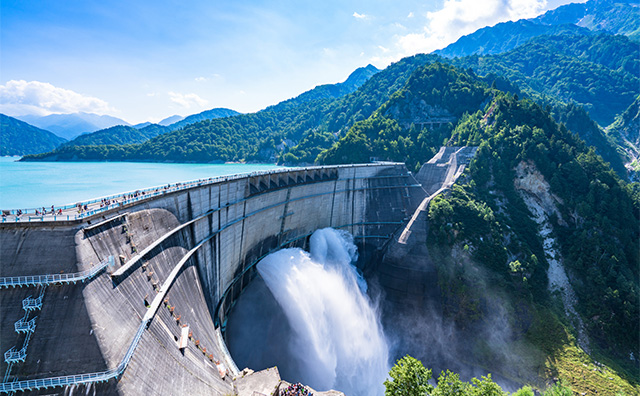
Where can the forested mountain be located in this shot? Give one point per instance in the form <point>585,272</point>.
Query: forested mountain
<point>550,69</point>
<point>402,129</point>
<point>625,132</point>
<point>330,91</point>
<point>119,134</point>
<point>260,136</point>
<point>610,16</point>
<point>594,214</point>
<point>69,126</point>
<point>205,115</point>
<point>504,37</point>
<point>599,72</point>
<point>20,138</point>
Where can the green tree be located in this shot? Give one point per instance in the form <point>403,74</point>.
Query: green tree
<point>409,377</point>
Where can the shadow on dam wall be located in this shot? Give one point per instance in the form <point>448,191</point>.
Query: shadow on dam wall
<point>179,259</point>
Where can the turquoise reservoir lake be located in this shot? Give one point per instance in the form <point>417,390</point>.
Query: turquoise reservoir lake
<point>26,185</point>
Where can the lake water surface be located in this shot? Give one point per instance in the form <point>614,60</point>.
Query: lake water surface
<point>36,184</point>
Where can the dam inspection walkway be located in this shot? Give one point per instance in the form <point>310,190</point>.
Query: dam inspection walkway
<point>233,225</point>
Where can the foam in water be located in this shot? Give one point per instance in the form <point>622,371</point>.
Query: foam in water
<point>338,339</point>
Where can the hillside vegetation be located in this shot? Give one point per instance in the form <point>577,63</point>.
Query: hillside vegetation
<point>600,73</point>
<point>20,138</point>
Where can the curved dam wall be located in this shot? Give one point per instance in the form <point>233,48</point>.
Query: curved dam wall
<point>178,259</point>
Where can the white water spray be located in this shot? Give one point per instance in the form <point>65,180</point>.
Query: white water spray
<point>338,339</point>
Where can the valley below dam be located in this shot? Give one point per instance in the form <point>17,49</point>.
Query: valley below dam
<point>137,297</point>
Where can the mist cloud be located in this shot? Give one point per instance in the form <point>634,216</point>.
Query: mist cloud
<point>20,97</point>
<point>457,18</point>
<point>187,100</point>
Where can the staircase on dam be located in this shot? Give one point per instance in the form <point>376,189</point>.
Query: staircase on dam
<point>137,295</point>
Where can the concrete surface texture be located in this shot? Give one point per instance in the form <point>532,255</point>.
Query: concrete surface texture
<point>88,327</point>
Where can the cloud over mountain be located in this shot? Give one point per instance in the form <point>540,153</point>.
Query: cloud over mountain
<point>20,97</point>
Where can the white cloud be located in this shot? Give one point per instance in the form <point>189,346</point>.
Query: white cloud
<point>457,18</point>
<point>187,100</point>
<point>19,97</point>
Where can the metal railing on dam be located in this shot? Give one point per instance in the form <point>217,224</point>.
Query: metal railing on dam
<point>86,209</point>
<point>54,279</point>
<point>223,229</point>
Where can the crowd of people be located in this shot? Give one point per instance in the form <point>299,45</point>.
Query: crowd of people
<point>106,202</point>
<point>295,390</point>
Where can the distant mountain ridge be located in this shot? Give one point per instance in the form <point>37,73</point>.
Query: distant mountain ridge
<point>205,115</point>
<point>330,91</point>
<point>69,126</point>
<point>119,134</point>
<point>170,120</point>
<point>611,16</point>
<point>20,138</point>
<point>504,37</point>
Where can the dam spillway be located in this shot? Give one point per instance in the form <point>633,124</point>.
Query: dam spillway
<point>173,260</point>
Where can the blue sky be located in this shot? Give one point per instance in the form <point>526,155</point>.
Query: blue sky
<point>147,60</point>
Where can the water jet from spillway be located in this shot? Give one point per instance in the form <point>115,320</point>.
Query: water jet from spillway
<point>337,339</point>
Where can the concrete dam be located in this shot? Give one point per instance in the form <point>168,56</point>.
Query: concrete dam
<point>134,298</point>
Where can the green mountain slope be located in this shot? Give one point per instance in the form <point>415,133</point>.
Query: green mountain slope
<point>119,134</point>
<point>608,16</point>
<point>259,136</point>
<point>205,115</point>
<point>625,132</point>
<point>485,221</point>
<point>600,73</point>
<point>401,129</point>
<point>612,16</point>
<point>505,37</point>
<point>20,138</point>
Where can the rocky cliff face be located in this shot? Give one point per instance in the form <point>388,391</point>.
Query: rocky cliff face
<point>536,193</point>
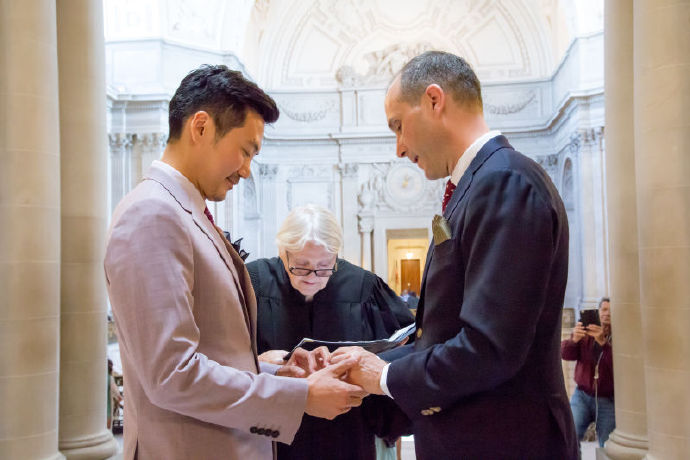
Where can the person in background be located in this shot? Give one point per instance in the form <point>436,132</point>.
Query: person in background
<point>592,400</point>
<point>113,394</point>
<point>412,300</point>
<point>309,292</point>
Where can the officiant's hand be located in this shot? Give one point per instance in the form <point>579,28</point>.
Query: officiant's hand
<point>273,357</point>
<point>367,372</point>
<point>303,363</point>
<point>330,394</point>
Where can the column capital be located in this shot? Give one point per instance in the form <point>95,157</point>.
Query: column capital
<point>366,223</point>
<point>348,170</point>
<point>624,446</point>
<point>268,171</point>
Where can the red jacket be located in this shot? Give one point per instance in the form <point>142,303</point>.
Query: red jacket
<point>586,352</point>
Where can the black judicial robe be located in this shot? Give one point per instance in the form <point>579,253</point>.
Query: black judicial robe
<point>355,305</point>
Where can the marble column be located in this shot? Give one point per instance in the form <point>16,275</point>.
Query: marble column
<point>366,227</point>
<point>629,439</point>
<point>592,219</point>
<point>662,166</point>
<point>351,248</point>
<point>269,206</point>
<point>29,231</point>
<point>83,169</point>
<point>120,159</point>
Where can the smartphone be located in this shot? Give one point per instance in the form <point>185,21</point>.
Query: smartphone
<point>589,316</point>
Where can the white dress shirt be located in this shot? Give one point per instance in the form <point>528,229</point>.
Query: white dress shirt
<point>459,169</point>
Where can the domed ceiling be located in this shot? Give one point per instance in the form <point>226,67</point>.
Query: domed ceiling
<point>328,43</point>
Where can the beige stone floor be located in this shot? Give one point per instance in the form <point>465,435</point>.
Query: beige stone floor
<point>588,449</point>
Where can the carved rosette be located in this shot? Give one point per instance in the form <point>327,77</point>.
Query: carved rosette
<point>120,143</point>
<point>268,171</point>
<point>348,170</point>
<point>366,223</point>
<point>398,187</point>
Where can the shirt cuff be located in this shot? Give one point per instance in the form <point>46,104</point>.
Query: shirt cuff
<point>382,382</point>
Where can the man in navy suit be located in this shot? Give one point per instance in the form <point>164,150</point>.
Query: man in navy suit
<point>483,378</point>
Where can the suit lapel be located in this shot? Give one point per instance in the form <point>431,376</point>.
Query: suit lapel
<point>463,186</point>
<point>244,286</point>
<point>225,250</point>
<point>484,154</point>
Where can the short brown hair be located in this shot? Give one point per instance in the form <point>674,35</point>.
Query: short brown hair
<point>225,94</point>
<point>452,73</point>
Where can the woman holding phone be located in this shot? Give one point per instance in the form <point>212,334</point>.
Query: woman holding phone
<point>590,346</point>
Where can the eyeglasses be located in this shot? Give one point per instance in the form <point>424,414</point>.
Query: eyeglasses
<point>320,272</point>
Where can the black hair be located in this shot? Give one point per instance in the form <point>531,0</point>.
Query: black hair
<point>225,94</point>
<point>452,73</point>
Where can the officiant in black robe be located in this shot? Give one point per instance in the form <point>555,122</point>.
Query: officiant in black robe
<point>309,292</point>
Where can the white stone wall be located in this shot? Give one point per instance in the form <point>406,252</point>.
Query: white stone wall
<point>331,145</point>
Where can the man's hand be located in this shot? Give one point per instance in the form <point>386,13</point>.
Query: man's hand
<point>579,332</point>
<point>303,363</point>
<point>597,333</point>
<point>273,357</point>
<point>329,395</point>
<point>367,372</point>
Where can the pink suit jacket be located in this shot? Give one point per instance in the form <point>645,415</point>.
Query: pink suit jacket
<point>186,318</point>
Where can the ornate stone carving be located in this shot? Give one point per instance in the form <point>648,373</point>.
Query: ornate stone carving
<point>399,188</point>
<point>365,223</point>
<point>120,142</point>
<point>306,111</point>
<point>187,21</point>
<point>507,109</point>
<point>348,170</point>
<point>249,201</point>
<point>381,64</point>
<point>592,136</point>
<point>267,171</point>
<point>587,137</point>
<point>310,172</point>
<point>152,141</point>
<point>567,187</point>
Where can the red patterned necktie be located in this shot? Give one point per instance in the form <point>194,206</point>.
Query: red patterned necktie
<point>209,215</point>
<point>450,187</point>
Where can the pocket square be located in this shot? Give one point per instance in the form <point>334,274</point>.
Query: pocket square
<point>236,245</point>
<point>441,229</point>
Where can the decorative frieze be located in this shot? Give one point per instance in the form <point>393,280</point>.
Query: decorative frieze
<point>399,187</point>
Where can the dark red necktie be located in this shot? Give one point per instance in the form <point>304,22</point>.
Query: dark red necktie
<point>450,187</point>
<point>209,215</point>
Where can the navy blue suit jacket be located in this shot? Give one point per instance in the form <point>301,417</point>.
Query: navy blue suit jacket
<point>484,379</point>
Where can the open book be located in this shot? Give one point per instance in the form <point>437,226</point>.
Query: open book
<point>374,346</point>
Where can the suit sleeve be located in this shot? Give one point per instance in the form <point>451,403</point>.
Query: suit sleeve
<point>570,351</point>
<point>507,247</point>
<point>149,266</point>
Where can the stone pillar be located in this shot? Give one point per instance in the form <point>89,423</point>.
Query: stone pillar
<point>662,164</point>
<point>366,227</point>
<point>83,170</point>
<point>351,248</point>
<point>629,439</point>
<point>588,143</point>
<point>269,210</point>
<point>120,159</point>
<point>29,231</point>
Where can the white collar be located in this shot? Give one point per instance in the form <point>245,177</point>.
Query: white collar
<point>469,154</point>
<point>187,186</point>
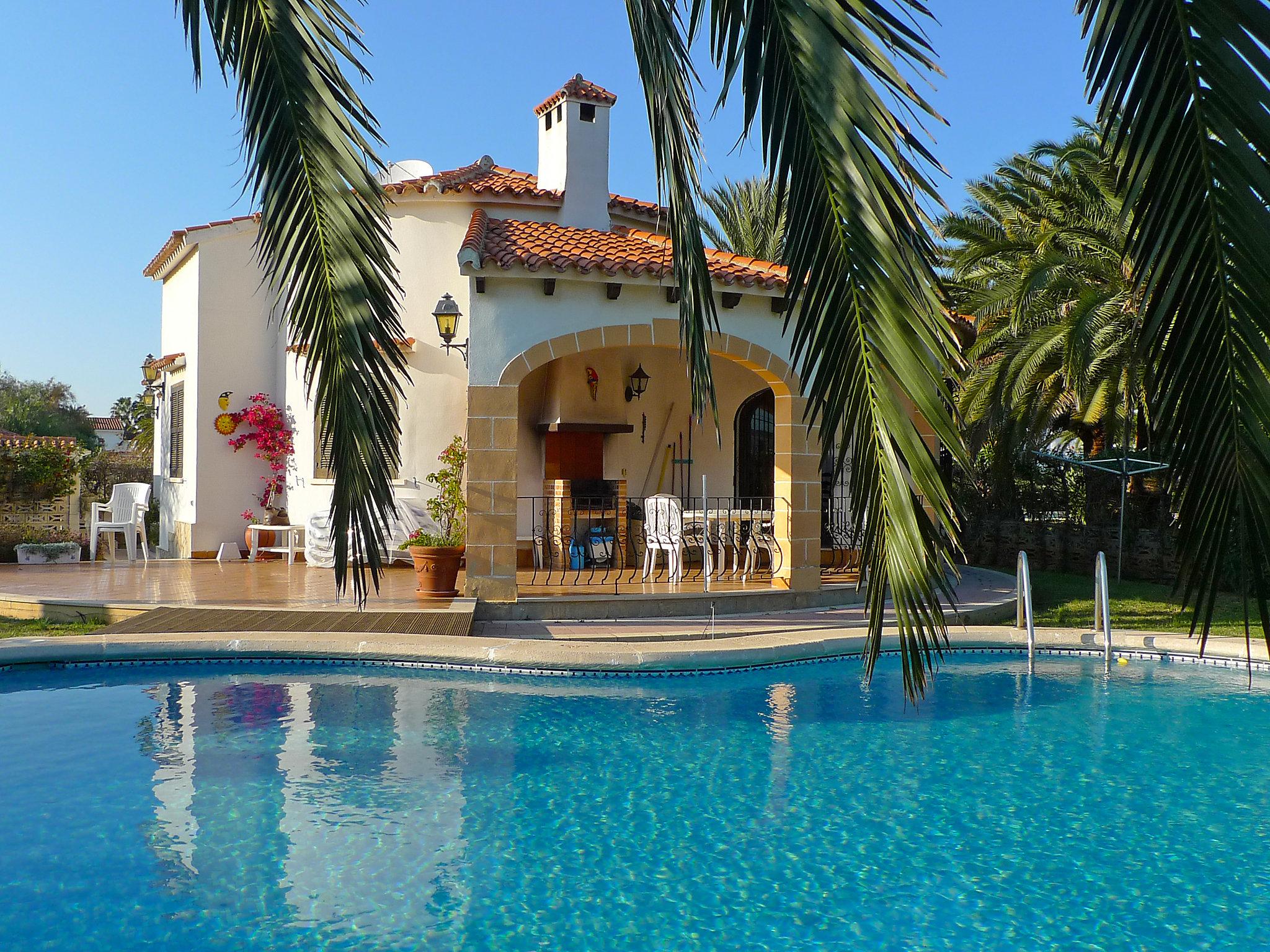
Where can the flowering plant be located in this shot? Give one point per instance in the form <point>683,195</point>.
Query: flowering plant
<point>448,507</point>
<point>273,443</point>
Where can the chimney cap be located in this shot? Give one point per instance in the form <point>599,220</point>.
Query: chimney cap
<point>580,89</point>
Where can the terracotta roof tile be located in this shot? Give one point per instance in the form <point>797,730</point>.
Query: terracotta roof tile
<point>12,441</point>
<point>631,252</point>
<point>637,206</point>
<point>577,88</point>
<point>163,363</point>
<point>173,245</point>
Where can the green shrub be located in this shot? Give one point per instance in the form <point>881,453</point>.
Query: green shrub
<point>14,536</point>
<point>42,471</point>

◇ ◇ ◇ ◇ ◇

- _What is needed_:
Rewrite the part of the material that opens with the line containing "Where can the officiant in" and closes with the line containing "<point>331,145</point>", changing "stone" to "brick" and leaving everything else as it is.

- _Solution below_:
Where can the officiant in black robe be located in this shot? Give one point per instance in the form <point>555,122</point>.
Query: officiant in black robe
<point>309,292</point>
Where can the white brick wall be located in this shot? Give one point per instance in the form <point>406,252</point>.
Query: white brick wall
<point>331,145</point>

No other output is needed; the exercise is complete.